___ DATA PROVIDED ___

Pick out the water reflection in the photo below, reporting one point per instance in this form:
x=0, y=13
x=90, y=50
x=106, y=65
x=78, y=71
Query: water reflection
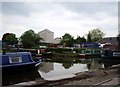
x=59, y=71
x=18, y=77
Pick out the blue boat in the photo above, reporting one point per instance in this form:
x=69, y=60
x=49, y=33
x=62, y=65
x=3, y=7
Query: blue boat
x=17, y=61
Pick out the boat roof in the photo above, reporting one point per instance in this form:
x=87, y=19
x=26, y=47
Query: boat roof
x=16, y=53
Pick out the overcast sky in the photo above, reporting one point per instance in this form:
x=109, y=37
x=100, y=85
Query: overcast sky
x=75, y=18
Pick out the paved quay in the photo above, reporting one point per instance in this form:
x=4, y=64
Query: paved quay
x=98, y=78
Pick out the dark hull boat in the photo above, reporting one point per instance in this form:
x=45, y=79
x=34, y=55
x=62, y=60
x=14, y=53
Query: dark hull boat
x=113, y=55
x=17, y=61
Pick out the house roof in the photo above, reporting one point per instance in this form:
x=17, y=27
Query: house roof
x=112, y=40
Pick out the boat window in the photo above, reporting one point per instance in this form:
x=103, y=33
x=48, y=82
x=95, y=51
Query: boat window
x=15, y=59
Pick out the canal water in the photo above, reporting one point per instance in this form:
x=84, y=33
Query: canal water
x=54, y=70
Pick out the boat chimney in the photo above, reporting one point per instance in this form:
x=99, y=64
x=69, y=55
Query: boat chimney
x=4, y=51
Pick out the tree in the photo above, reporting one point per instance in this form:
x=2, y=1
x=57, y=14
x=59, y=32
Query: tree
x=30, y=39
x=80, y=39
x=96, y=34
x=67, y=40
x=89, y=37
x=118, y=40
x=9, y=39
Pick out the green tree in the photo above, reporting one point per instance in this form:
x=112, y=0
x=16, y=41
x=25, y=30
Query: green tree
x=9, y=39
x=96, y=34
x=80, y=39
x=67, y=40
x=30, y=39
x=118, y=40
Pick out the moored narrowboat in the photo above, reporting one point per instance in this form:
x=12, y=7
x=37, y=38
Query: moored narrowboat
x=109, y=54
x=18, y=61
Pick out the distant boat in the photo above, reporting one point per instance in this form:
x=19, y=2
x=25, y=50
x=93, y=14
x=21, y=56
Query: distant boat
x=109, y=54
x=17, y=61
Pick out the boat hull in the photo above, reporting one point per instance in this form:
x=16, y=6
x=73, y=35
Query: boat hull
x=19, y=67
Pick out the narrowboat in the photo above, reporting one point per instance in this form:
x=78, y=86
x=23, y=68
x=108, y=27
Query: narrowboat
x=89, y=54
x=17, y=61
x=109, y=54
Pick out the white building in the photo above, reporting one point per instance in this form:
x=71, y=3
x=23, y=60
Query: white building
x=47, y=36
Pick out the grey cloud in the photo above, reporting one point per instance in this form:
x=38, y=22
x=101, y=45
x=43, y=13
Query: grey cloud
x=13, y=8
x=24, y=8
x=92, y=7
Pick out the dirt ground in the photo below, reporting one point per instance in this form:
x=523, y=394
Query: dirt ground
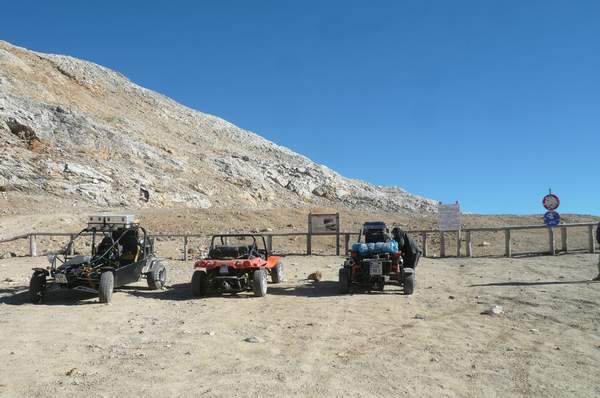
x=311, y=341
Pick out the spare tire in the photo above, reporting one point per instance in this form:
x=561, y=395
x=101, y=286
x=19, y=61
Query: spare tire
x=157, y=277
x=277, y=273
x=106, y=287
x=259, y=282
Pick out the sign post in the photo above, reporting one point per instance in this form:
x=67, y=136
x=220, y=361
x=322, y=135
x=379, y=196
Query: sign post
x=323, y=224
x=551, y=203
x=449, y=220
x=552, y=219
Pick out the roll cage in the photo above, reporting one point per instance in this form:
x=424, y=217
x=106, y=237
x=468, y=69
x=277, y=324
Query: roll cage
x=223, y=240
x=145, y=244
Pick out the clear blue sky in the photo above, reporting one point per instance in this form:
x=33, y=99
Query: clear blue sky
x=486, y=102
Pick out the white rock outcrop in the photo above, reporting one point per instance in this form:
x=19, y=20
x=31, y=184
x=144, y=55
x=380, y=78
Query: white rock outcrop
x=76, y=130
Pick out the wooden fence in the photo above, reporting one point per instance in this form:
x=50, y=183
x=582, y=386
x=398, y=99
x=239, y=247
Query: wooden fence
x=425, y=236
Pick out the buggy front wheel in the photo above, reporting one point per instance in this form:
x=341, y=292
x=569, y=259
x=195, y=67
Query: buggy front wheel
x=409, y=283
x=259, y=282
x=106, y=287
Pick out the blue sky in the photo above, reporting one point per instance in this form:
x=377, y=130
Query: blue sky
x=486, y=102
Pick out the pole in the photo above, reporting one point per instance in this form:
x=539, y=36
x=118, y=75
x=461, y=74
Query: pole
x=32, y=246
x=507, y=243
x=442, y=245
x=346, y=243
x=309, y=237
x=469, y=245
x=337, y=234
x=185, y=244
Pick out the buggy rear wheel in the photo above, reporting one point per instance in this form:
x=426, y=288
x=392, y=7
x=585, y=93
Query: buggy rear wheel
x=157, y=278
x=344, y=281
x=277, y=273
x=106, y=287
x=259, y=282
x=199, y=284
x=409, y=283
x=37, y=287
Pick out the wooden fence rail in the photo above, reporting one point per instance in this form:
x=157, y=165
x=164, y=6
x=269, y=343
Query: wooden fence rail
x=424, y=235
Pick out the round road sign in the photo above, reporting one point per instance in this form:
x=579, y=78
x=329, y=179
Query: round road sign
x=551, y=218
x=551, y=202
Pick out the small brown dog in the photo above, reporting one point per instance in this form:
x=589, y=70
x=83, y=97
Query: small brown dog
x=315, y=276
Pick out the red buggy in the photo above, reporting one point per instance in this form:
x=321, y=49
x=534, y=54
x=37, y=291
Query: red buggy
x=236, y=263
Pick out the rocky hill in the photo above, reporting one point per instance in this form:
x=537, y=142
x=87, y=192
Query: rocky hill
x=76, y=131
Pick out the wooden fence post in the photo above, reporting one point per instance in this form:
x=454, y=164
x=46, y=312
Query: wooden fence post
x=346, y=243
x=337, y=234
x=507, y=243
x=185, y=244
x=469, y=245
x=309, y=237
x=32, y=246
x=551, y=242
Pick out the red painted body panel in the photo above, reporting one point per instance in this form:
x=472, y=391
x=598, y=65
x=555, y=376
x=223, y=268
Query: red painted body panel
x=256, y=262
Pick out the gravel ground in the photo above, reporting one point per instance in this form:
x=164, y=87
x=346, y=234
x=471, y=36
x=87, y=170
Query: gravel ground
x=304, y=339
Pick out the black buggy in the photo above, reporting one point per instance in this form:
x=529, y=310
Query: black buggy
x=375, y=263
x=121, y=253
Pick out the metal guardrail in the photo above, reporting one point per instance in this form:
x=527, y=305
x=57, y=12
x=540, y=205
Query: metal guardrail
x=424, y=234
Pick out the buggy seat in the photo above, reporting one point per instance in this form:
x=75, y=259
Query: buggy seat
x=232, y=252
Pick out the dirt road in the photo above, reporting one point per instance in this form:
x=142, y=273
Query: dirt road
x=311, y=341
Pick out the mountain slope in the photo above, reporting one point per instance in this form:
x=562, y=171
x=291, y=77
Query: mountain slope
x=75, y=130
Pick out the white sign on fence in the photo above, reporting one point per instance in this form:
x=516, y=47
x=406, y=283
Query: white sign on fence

___
___ DATA PROVIDED ___

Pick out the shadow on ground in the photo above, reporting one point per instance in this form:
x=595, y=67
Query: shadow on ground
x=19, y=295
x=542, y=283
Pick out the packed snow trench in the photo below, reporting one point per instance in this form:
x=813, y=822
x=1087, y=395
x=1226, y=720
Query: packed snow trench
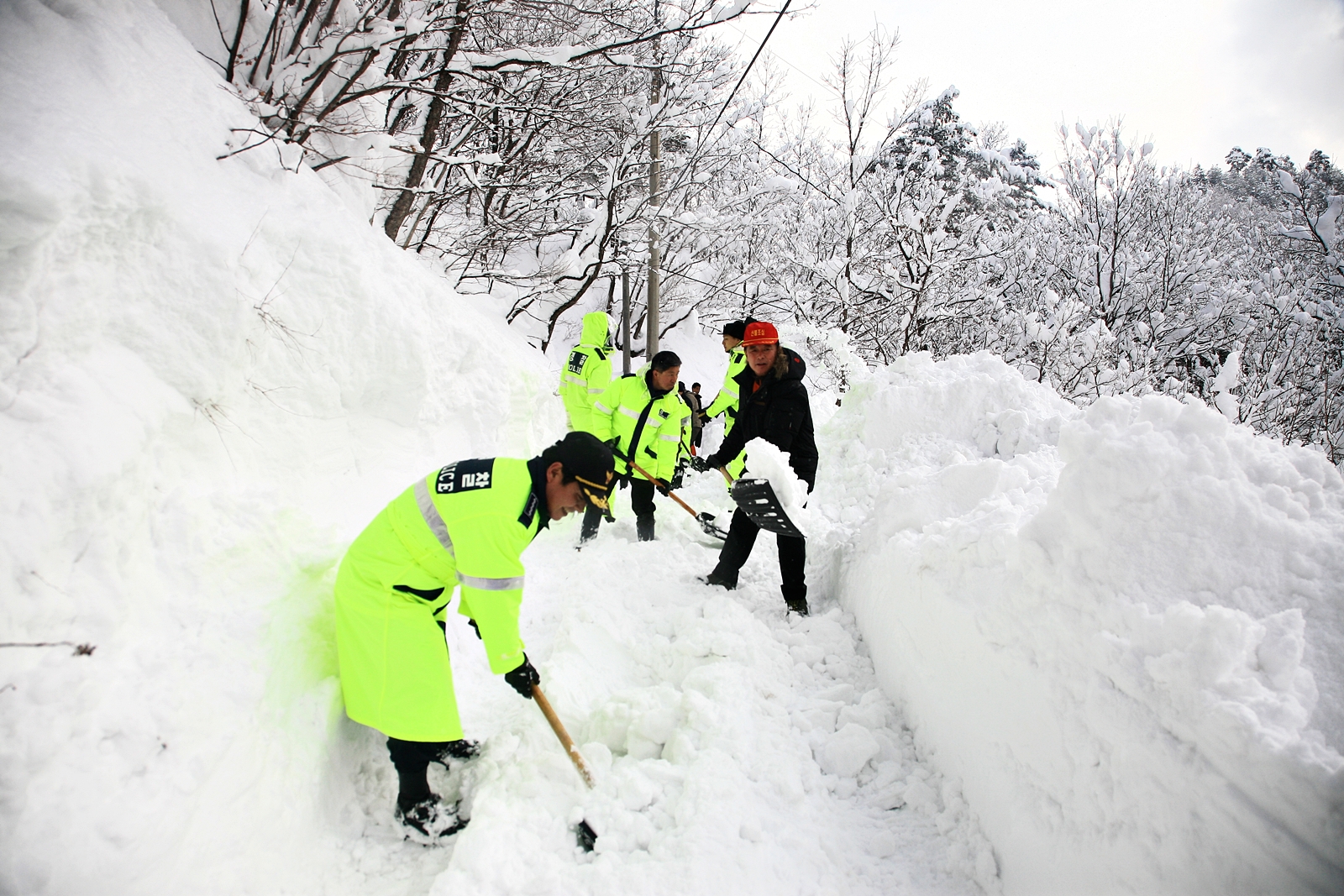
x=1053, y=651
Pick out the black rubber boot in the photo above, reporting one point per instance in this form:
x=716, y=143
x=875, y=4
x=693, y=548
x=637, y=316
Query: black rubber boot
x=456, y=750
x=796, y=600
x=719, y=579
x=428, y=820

___

#### [WRITTEN TASK]
Put the part of the listing that opens with the line containing "Pick out the round" and closes with the line containing "x=315, y=276" into a numbered list, one line per item, with both of those lines included. Leave out any blank lines.

#### [RESPONSE FOR THIS EXERCISE]
1. Pick out the round road sign in the photo above, reporting one point per instance in this form:
2. x=579, y=78
3. x=329, y=179
4. Query: round road sign
5. x=551, y=218
6. x=551, y=202
7. Pick out the small brown dog in the photo above, reporting one point per instance in this form:
8. x=589, y=70
9. x=83, y=97
10. Query: small brown dog
11. x=315, y=276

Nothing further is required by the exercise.